- Text -
Dr. Peter Lindert is a Distinguished Professor of Economics at the University of California at Davis. He is the author of "Growing Public," a comparative study of economic growth and social spending in Europe and America since the 18th century.
The talk was a reasoned and genuinely fair and balanced comparison of the economic positions taken by the two major presidential candidates. It was clearly not a campaign speech for either candidate. He talked about the current budget deficit and the relationship between it, the 2001 recession, the cost of the post 9/11 security and military expenditures and the enactment of the 2001-2003 Bush tax cuts. He did mention that if he is elected to a second term this November President Bush is likely to push for a simpler, less progressive tax system. Dr. Lindert is quite accepting of a flatter system as long as the net benefits to lower income people outweigh their increased tax burden.
He went on to talk about the unfunded Social Security liabilities. The ratio of retirees to workers is increasing. This is important as current Social Security taxes pay for the current retirement benefits. This demographic change must translate to either higher payroll tax rates or a scaling back of benefits. He did think the problem is manageable with a little tinkering. Other countries, such as Japan and Italy, are in much worse shape than America on this score. This is one area where immigration can benefit the economy. Kerry opposes cuts in benefits for those over 65. Bush would like partial privatization, to which Kerry is opposed.
Dr. Lindert was most critical about the way America handles health care. He thinks we made a fatal mistake years ago in connecting health insurance with employment. He also thinks that Medicare, a government health insurance program for the elderly and no one else, makes no economic sense. The recently passed and signed drug benefit bill is guaranteed to drive up drug prices. Kerry has said that he wants an overhaul of that bill.
Dr. Lindert also talked about trade matters, education, energy and the environment. He was most critical towards the political determination of policy in ways that did not make economic sense. This was particularly true of farm subsidies that, in addition to not making economic sense, violate World Trade Organization rules.

- Extracted information -
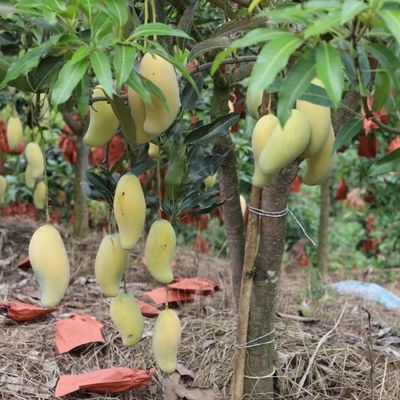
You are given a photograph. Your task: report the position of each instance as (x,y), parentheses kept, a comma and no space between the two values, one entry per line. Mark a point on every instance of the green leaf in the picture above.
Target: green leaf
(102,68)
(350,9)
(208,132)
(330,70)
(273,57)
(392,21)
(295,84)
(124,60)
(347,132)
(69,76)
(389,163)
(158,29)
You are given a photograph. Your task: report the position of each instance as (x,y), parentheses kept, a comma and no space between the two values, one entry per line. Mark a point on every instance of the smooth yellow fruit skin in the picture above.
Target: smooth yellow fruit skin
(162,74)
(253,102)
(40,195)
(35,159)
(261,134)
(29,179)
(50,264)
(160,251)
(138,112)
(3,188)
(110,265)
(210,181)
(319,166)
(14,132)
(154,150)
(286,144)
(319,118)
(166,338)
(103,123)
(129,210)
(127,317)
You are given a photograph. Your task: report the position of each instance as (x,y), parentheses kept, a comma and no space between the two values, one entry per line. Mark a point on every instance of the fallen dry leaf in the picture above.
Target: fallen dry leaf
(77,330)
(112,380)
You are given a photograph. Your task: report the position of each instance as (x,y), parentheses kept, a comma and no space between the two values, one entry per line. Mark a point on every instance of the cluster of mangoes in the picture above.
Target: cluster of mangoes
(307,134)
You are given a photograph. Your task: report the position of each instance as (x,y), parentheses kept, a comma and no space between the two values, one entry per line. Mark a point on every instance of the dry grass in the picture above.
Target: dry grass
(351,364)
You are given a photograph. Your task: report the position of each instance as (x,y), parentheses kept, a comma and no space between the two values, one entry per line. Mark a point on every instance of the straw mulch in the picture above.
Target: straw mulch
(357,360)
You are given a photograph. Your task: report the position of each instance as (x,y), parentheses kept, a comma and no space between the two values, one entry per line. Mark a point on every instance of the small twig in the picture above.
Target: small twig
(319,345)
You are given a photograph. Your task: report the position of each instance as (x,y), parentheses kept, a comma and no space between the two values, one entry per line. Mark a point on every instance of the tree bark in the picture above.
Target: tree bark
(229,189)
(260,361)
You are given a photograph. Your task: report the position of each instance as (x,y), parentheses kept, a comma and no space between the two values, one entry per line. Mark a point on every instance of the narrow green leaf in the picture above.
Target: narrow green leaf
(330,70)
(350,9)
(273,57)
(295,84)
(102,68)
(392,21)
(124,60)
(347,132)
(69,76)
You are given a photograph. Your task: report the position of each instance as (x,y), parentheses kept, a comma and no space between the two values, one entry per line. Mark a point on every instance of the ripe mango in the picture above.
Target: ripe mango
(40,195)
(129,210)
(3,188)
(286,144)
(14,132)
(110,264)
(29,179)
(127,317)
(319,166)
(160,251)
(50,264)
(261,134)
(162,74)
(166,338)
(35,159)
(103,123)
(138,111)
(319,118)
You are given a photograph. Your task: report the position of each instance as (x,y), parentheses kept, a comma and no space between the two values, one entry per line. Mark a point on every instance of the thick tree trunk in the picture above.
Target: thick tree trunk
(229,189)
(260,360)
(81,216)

* * *

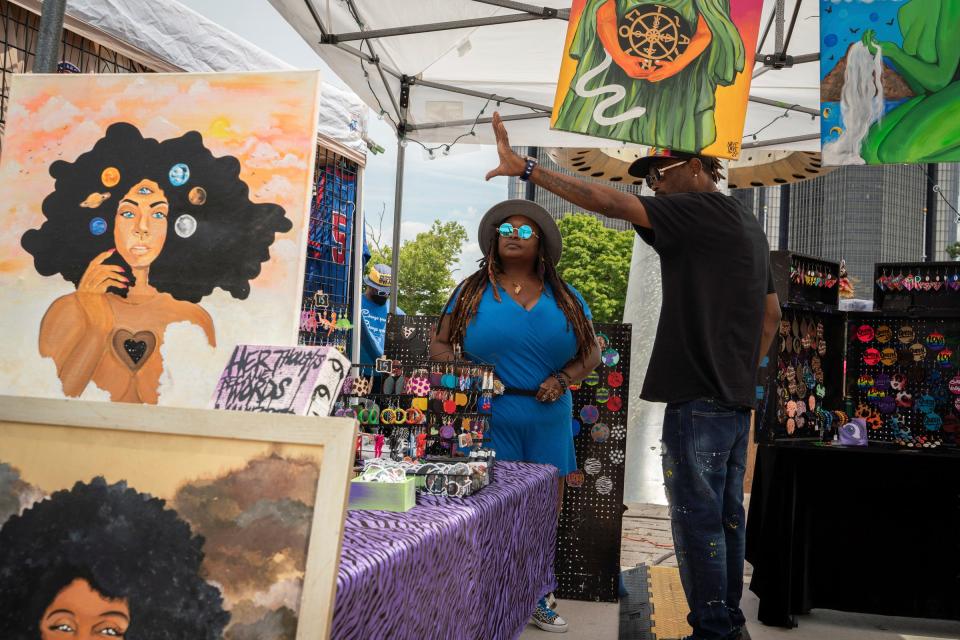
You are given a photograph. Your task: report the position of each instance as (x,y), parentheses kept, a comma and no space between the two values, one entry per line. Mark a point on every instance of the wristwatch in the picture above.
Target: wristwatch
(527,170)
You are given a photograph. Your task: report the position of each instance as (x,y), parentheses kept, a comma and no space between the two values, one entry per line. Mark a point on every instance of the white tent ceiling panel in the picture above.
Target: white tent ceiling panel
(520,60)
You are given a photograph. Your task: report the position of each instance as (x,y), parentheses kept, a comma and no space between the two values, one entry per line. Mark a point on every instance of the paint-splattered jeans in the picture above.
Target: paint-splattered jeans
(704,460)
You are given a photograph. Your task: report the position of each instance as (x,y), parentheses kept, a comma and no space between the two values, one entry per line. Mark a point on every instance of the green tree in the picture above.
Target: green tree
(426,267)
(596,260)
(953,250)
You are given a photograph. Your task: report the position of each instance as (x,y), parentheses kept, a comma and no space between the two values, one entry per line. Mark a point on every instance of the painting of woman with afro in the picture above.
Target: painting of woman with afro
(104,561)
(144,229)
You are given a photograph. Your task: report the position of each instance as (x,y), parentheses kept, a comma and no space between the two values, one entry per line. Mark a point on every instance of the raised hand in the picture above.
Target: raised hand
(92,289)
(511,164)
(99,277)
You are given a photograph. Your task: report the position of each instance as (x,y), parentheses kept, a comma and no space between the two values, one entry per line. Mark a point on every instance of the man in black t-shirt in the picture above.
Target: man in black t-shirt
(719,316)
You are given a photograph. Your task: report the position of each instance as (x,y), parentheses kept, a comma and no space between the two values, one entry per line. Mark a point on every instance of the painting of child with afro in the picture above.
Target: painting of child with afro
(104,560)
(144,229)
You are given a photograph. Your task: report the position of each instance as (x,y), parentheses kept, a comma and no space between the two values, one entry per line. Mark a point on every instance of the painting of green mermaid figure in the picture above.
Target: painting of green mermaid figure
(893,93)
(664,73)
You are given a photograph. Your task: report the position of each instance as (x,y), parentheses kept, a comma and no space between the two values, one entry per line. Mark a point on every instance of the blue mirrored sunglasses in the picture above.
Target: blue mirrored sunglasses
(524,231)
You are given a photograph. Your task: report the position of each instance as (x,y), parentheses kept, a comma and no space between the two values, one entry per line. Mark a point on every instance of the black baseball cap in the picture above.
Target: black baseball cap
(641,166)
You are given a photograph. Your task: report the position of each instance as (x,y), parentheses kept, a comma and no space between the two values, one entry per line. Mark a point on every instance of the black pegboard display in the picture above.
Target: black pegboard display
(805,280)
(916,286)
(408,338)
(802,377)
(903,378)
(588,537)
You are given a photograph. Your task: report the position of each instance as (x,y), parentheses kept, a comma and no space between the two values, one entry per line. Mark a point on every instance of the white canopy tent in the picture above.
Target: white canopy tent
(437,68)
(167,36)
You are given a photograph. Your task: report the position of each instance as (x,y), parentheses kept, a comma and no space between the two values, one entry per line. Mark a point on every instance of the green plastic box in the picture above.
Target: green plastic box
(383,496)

- Work instruction -
Using the summary of Dr. Lindert's talk, decide whether each statement agrees with it. Answer yes or no for each, quoting the words that settle it. 1. Dr. Lindert considered the Social Security problem unmanageable. 2. Dr. Lindert held that Medicare makes no economic sense. 3. Kerry favors partial privatization of Social Security.

- Solution below -
1. No: "He did think the problem is manageable with a little tinkering."
2. Yes: "Medicare, a government health insurance program for the elderly and no one else, makes no economic sense."
3. No: "Bush would like partial privatization, to which Kerry is opposed."